What to produce:
Reproduce verbatim the lines of the records starting with the line that contains "Every instance of the shark takes" and going on through the line that contains "[[910, 87]]", including both.

## begin

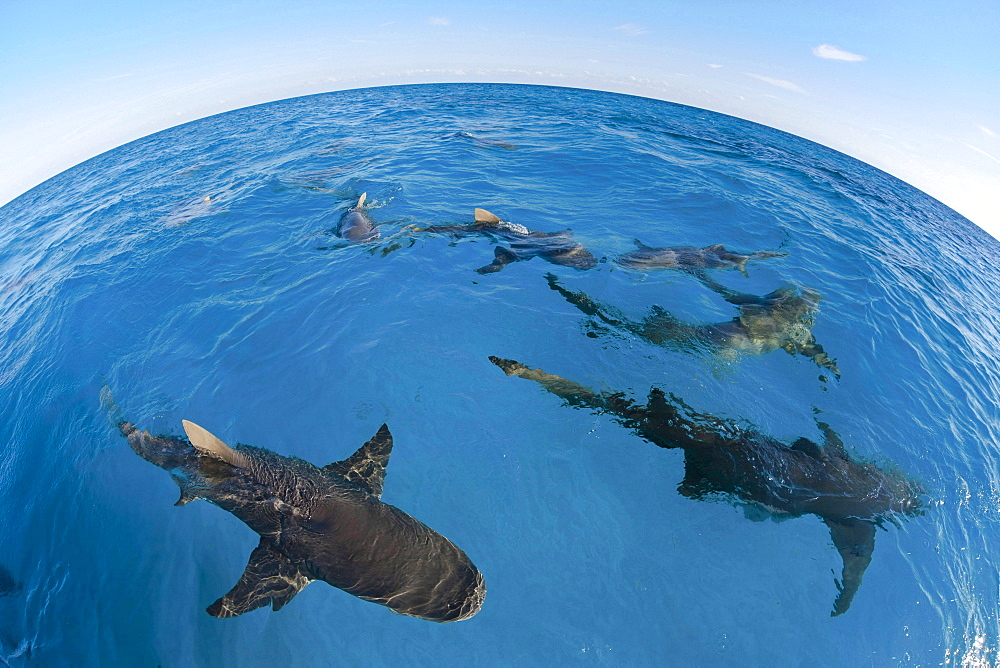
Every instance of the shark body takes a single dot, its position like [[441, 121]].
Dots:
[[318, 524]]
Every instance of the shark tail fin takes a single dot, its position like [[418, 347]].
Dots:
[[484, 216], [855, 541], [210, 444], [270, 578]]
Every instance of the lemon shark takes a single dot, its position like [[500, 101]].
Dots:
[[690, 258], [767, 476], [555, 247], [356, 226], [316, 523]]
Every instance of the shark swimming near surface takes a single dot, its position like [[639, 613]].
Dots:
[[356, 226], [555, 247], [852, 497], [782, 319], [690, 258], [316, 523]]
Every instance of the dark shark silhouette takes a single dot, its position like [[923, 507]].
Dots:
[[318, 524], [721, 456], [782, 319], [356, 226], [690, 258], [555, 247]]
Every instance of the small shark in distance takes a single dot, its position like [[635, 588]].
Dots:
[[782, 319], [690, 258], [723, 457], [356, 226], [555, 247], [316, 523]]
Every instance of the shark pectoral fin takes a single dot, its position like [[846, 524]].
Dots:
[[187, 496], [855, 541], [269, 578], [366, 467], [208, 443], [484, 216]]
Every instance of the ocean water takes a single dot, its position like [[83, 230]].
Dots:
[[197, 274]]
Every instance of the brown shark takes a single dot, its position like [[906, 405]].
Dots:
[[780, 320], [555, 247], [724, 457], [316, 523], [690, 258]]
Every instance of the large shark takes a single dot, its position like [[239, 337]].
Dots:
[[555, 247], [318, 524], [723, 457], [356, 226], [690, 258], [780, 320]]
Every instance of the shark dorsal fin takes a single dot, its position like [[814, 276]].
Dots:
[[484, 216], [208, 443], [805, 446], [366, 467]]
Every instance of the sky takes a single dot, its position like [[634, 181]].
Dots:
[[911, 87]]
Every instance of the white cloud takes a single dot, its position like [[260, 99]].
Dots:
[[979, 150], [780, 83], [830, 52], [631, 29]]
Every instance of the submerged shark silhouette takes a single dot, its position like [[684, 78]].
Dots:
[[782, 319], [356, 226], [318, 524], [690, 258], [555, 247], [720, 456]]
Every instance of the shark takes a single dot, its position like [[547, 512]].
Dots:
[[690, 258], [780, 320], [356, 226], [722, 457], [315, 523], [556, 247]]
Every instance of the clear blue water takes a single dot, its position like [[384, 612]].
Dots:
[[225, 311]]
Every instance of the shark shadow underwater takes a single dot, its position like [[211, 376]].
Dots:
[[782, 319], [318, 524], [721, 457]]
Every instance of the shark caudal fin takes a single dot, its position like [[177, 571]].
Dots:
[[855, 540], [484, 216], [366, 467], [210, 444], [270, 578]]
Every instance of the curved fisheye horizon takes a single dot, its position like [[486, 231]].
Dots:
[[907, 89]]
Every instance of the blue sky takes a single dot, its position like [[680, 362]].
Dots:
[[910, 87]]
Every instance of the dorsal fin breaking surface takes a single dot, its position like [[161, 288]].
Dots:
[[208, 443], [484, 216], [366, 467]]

## end
## begin

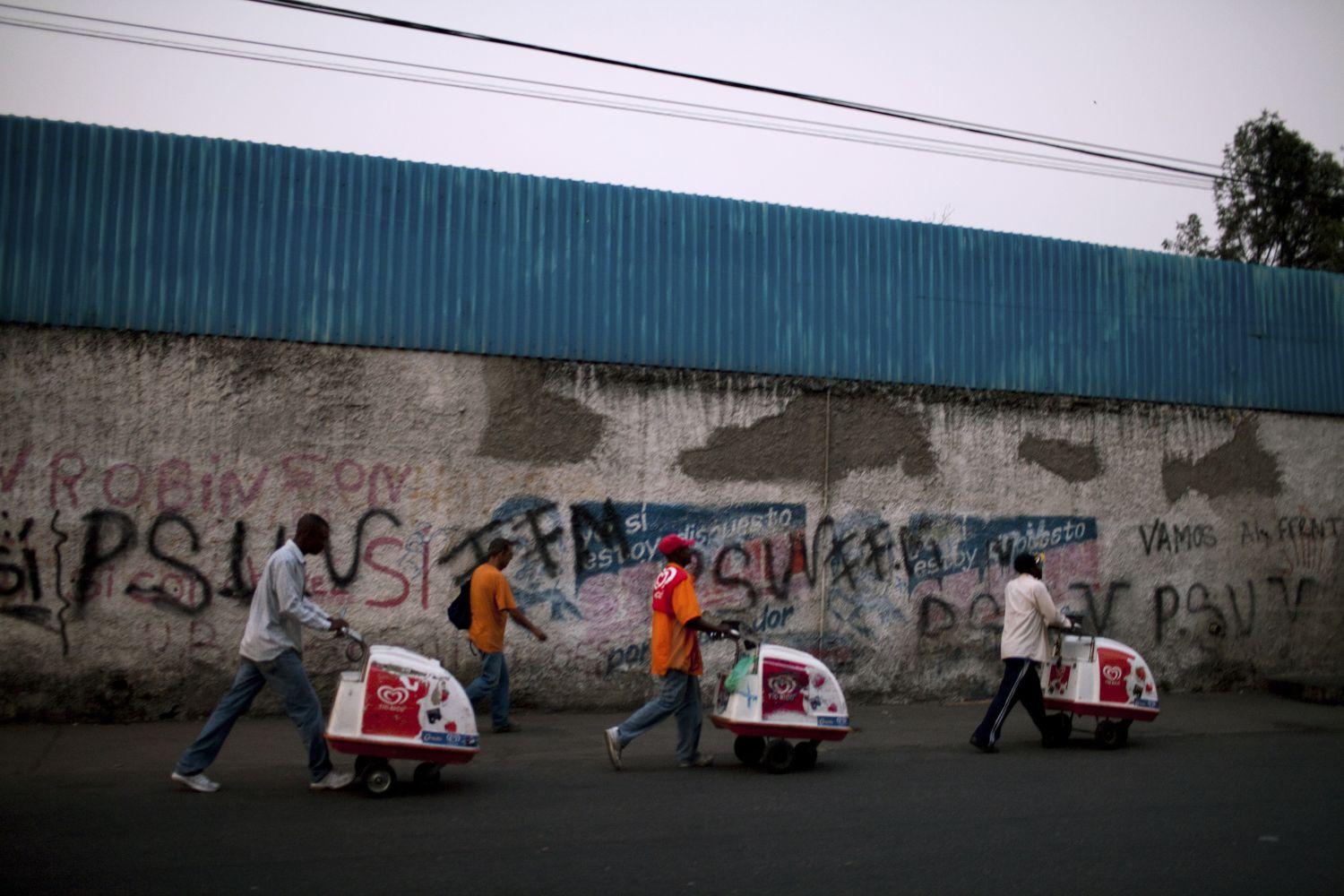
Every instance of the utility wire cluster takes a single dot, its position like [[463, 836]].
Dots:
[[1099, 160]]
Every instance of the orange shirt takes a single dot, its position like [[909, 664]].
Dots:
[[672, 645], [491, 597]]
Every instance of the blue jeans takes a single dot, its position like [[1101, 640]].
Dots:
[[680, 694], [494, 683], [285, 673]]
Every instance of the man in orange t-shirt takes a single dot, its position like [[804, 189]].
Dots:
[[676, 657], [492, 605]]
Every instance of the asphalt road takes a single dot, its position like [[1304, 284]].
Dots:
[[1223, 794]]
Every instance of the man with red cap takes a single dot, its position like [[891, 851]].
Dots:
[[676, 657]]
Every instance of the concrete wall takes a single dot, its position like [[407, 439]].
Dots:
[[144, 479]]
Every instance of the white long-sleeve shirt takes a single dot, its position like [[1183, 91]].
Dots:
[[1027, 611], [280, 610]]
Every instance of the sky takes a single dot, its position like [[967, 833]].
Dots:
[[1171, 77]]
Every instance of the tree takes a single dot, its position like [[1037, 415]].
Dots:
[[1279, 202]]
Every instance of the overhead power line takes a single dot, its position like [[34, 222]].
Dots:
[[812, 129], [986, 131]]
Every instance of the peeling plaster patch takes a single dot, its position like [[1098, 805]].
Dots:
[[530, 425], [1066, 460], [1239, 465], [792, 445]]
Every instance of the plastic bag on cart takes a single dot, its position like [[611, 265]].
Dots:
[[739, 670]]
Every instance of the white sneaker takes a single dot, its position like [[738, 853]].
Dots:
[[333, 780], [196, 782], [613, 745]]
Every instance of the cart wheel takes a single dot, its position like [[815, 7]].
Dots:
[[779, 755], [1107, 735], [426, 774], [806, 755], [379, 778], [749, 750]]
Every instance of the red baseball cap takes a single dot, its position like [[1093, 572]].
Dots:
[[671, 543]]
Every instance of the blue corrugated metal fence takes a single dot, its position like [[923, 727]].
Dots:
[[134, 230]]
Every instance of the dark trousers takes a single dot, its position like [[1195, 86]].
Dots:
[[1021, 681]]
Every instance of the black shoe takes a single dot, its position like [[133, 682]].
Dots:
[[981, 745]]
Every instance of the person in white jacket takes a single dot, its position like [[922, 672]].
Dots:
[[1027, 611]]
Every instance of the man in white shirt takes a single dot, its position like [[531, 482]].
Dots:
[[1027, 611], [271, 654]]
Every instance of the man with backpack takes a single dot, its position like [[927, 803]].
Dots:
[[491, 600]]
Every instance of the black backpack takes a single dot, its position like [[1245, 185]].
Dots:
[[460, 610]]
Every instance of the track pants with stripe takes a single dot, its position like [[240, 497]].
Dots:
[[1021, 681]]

## end
## begin

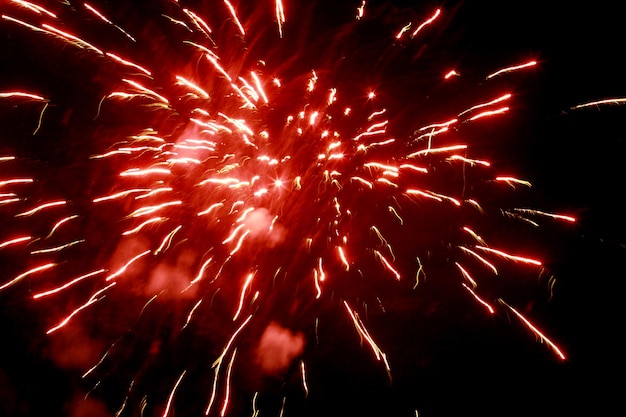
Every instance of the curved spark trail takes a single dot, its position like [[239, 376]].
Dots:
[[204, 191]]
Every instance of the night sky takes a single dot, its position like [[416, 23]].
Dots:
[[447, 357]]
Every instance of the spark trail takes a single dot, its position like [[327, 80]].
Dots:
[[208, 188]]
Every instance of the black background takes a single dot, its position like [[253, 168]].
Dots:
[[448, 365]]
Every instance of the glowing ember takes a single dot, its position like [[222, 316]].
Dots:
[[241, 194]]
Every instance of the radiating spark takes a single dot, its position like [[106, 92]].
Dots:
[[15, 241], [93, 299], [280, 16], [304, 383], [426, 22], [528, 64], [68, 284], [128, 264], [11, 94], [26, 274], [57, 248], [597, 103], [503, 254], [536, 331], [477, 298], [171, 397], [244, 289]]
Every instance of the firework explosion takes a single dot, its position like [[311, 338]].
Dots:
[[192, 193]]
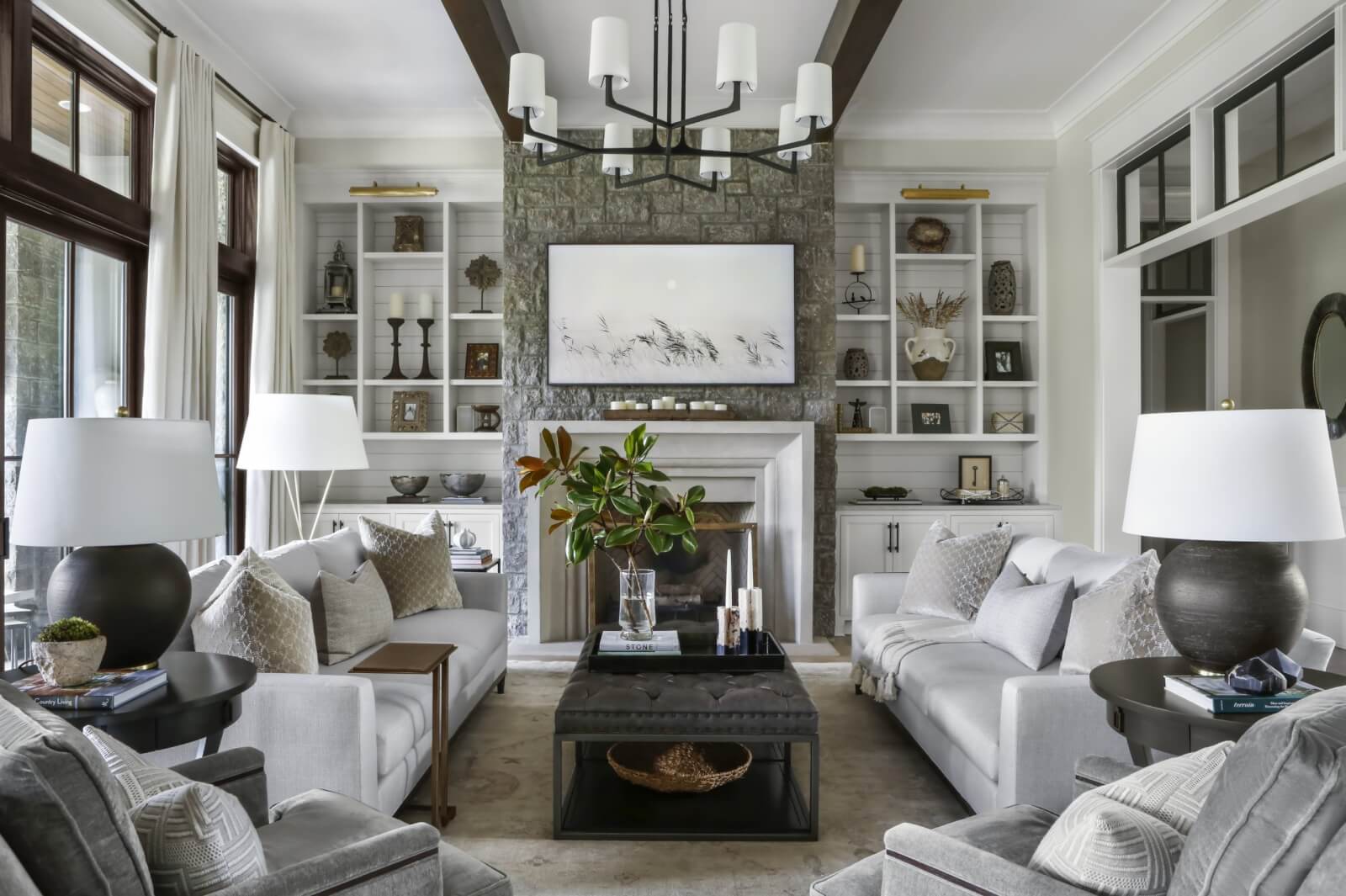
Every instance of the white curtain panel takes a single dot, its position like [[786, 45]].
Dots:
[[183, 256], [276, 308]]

## end

Solution for this problem:
Every instance of the shark takes a single dot, its position like [[547, 512]].
Dots:
[[690, 258], [780, 320], [356, 226], [722, 457], [315, 523], [556, 247]]
Every instance of the clear blue water takes a single dot, its position like [[384, 612]].
Dots:
[[225, 311]]
Every instance of the shark shadow underwater takes a single dot, its position like [[211, 376]].
Dots:
[[782, 319], [318, 524], [721, 457]]
Every instance of the shark caudal fin takes a single dot, its position like [[177, 571]].
Dots:
[[855, 540], [484, 216], [366, 467], [210, 444], [270, 578]]
Every instance of the curved fisheye horizon takes a single dot, its position like [[486, 231]].
Dots:
[[907, 89]]
Every instance of the blue sky takes a single dot, its position like [[680, 362]].
Dots:
[[910, 87]]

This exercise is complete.